### Work to complete
With the line containing "on the tiramisu" as the starting point, output every line of the data below through its final line, character for character.

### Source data
^^^^^^^^
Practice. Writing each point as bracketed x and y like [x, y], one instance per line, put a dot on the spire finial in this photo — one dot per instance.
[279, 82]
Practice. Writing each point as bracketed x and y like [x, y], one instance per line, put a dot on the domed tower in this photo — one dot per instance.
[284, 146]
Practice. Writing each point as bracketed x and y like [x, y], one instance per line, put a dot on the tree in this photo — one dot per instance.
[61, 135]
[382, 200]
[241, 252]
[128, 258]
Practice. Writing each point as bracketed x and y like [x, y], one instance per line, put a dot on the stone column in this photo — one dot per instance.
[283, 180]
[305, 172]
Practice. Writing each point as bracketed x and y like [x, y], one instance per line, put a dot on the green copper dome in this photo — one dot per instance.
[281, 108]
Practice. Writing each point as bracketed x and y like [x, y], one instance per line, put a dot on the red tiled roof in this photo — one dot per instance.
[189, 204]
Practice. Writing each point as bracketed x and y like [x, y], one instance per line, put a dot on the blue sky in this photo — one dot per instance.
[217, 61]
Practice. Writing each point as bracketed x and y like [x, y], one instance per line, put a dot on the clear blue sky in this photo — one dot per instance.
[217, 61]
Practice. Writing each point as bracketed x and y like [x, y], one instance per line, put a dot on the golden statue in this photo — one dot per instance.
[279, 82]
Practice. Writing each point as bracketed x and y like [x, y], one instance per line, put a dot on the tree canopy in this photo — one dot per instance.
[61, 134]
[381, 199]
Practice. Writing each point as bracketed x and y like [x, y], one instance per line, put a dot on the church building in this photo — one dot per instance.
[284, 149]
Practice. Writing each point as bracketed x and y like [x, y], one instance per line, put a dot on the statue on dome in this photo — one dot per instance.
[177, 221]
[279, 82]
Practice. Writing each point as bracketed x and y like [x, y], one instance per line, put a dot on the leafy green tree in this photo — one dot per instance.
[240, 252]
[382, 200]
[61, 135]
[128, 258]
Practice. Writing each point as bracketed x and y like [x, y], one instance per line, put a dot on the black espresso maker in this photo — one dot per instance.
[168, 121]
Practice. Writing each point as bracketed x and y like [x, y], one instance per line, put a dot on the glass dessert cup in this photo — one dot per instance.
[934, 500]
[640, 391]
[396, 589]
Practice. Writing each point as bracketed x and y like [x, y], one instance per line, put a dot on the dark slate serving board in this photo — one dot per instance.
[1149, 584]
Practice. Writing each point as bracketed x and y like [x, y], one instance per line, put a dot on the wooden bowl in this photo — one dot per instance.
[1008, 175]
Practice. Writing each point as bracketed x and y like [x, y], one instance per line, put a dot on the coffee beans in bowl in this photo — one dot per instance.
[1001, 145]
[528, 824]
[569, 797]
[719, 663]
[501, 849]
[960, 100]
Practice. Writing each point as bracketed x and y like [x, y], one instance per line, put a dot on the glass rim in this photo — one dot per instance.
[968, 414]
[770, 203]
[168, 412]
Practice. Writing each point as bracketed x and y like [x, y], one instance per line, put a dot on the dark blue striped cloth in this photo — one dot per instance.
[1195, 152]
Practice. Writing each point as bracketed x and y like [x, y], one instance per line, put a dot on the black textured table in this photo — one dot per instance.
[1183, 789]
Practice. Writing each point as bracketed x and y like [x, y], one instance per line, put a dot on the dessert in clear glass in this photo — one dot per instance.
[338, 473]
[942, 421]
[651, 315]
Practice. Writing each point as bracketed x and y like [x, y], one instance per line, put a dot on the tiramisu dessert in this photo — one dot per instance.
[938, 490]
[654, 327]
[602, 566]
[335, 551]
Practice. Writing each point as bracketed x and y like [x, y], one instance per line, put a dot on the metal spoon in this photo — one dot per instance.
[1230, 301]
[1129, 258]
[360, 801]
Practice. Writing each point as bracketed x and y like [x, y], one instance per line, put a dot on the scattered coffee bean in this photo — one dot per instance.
^^^^^^^^
### Exercise result
Practice. Writing each point as bracketed x and y like [x, y], one instance per line, put a dot on the tiramisu dessert in this photo — one dot per instance.
[938, 490]
[654, 327]
[602, 566]
[335, 551]
Practice. Writing each point as bracketed x and y like [x, y], one instance per line, put a dot on the metal spoon in this photo — one dot per instance.
[1230, 301]
[1129, 258]
[360, 801]
Practice. Writing each point as bracketed x and y like [x, y], one instance per line, put a dot on the scattered coffee bean in this photo — one dot per instance.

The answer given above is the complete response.